%%
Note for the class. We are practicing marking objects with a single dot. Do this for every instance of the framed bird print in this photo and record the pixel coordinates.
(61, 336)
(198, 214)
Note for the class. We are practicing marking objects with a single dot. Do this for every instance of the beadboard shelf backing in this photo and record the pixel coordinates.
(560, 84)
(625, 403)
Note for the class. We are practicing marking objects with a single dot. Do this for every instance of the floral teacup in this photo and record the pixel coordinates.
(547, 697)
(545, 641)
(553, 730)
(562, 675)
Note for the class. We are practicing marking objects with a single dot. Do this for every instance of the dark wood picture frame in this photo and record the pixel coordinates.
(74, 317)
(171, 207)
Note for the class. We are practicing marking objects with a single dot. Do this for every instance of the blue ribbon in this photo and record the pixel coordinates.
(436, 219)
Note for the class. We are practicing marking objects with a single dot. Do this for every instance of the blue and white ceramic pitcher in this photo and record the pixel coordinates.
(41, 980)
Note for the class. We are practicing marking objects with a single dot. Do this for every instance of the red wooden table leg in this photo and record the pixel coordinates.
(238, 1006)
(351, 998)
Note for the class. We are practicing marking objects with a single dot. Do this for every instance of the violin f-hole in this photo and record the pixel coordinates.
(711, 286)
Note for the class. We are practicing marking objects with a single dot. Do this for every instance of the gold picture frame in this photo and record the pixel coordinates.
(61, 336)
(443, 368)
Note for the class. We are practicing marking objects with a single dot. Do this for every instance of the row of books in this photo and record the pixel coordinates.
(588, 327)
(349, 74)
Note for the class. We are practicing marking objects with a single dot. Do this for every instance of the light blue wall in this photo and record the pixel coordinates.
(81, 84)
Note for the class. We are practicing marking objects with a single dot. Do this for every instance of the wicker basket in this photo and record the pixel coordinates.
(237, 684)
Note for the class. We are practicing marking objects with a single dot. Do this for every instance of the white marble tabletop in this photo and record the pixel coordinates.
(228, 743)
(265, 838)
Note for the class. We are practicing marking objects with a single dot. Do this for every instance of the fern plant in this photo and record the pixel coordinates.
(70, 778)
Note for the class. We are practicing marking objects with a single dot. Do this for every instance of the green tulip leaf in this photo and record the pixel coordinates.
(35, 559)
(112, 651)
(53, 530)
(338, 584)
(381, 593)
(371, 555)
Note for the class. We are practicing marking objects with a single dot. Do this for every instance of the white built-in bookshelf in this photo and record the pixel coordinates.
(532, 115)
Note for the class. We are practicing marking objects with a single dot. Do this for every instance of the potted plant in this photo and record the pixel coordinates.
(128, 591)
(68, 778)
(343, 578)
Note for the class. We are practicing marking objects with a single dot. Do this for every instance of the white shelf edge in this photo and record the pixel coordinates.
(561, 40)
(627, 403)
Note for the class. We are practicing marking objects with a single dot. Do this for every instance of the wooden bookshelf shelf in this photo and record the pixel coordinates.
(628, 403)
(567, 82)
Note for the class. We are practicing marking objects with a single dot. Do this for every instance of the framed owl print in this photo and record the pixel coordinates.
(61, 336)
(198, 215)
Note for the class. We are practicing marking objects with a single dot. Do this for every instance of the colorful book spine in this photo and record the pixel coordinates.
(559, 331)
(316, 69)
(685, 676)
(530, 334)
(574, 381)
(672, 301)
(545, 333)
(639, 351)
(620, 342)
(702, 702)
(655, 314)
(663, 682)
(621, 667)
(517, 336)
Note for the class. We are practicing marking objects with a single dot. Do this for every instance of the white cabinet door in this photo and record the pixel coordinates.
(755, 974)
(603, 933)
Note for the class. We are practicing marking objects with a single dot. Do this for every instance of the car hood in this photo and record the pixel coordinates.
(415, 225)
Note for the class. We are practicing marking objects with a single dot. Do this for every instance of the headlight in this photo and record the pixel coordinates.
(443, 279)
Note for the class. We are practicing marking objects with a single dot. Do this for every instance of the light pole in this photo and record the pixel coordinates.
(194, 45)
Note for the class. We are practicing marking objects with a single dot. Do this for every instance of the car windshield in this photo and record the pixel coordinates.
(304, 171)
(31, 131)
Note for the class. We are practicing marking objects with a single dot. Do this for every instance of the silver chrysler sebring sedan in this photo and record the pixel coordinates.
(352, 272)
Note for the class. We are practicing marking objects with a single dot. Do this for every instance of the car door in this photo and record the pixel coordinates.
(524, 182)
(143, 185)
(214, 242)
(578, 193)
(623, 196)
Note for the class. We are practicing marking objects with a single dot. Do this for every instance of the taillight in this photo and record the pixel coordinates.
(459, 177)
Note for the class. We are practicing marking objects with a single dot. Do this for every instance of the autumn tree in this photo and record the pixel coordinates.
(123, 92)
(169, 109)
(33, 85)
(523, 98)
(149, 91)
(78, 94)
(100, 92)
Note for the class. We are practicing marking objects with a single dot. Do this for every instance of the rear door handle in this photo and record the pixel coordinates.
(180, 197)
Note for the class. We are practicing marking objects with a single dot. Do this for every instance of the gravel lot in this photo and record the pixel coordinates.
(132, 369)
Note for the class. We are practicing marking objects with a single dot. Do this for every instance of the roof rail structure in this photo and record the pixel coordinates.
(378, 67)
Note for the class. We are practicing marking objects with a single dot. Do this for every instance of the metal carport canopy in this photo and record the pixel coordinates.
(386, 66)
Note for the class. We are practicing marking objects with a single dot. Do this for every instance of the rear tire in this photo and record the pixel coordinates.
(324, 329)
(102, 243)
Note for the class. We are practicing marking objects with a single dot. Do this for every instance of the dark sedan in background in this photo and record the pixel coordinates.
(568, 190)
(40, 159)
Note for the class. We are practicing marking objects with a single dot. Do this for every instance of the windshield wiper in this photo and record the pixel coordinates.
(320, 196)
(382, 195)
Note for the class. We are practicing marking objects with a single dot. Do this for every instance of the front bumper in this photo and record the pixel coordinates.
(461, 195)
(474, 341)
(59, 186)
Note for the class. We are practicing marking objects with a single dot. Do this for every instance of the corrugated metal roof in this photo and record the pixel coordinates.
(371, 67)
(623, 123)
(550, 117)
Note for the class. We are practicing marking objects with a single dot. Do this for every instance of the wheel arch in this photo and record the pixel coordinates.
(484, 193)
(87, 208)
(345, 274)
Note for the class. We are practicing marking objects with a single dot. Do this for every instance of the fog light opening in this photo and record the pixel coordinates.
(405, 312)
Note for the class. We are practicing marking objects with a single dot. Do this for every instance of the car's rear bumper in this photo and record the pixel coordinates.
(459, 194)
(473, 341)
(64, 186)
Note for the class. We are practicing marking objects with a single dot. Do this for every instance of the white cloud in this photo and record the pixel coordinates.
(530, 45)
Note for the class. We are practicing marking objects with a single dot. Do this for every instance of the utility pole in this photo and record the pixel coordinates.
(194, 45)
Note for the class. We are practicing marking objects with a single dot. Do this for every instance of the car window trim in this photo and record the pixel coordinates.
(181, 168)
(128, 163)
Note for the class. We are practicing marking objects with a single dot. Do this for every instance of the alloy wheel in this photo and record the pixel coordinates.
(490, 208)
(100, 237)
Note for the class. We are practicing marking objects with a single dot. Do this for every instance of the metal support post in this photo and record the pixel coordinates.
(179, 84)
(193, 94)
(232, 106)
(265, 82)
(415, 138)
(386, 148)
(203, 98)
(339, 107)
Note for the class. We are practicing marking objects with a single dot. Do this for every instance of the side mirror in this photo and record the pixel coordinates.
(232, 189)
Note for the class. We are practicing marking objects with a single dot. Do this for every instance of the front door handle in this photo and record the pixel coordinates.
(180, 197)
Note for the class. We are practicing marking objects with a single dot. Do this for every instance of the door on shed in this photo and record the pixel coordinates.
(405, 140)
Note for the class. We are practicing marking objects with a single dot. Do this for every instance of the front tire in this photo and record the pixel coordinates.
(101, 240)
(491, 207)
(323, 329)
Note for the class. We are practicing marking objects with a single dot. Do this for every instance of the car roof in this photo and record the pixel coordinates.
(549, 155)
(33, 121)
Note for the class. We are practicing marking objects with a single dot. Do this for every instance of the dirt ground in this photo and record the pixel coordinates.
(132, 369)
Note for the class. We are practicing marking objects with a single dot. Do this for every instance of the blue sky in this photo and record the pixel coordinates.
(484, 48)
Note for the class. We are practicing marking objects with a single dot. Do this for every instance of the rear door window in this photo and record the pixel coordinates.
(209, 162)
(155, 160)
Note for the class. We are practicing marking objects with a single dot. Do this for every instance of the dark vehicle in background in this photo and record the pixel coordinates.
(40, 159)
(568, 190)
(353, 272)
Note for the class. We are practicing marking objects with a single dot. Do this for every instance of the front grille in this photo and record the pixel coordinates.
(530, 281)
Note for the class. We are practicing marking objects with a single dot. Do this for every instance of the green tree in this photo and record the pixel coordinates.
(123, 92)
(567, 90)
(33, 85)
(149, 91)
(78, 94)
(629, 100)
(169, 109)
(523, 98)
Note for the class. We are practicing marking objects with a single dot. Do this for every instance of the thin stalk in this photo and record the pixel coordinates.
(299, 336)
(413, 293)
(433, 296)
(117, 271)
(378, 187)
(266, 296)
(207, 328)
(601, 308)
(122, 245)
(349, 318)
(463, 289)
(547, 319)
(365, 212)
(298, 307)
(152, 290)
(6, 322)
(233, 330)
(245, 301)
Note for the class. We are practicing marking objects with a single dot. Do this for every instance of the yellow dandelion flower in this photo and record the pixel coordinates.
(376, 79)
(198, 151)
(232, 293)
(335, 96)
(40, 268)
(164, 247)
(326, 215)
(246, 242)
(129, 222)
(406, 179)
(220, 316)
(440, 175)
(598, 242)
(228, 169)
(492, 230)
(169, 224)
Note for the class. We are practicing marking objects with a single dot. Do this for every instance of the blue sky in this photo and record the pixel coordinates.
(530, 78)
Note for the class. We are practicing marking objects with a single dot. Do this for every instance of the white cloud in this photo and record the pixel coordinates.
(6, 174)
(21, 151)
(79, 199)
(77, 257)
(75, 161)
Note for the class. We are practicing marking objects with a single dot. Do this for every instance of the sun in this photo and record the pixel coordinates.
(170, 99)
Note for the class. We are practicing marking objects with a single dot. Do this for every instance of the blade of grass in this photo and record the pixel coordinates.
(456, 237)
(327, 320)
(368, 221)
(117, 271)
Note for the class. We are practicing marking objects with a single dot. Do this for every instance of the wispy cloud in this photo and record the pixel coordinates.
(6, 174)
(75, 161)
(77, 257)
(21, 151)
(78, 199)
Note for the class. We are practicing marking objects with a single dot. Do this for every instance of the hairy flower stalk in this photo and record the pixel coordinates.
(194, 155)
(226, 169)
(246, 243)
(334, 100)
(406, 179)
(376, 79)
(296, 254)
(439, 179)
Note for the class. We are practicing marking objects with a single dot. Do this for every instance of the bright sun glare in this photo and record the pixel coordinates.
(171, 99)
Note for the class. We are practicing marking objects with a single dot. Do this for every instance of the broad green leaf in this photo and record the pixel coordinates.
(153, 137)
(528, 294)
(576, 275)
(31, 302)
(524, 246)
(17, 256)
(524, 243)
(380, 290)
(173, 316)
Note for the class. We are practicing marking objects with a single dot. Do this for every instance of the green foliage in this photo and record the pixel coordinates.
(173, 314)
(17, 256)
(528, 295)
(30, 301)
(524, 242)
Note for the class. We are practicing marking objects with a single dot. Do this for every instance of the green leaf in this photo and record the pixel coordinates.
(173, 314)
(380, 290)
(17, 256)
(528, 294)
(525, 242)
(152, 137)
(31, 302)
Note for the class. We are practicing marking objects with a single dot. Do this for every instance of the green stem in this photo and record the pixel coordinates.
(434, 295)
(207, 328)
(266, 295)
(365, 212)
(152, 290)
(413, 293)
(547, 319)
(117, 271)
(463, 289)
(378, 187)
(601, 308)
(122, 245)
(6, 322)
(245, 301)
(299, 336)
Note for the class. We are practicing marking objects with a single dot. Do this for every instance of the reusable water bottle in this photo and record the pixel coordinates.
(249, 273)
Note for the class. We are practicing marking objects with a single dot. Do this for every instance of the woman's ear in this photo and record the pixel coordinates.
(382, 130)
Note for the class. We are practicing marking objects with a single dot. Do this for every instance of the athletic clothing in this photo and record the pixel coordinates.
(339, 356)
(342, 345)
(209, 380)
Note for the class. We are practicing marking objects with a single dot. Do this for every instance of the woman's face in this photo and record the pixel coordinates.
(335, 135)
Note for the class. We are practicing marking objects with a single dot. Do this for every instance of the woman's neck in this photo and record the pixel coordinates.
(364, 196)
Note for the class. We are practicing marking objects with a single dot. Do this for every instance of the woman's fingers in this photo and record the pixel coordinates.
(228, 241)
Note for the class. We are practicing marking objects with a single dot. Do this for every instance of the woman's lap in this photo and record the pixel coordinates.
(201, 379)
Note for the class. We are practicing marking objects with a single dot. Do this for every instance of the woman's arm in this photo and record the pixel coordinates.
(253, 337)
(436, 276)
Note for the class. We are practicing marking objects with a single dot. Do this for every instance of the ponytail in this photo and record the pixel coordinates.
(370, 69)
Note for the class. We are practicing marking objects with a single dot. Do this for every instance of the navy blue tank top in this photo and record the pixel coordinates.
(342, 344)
%%
What the exercise asks → The lines to write out run from the one with "the woman's face" through the end of the records. Give them exactly, and only them.

Written solution →
Note for the class. We are practicing marking objects with a single dot. Do this for every instance of the woman's face in this photo and record the pixel coordinates.
(335, 135)
Note for the class. We are practicing marking objects with a single dot. Do this for every instance of the woman's neck in this photo and record the pixel coordinates.
(364, 196)
Note for the class. We are practicing marking objects with a single dot. Do this for every instance of the woman's fingers in this photo and record the pixel coordinates.
(228, 241)
Note for the class. We are practicing marking objects with a single dot. Do this for every instance of the woman's lap in this photo and record the pixel coordinates.
(201, 379)
Note for the class. We are practicing marking objects with a single dot. Do this for every instance of the woman's arm in this photo and record the pixel coordinates.
(253, 337)
(436, 276)
Note for the class. We are practicing marking objects with a single dot. Do this for every instance of the ponytail in this photo and record the pixel coordinates.
(370, 69)
Note for the class. We are practicing marking objects with a single dot. Do this for every instance of the navy blue tank top in this photo and record the pixel coordinates.
(342, 344)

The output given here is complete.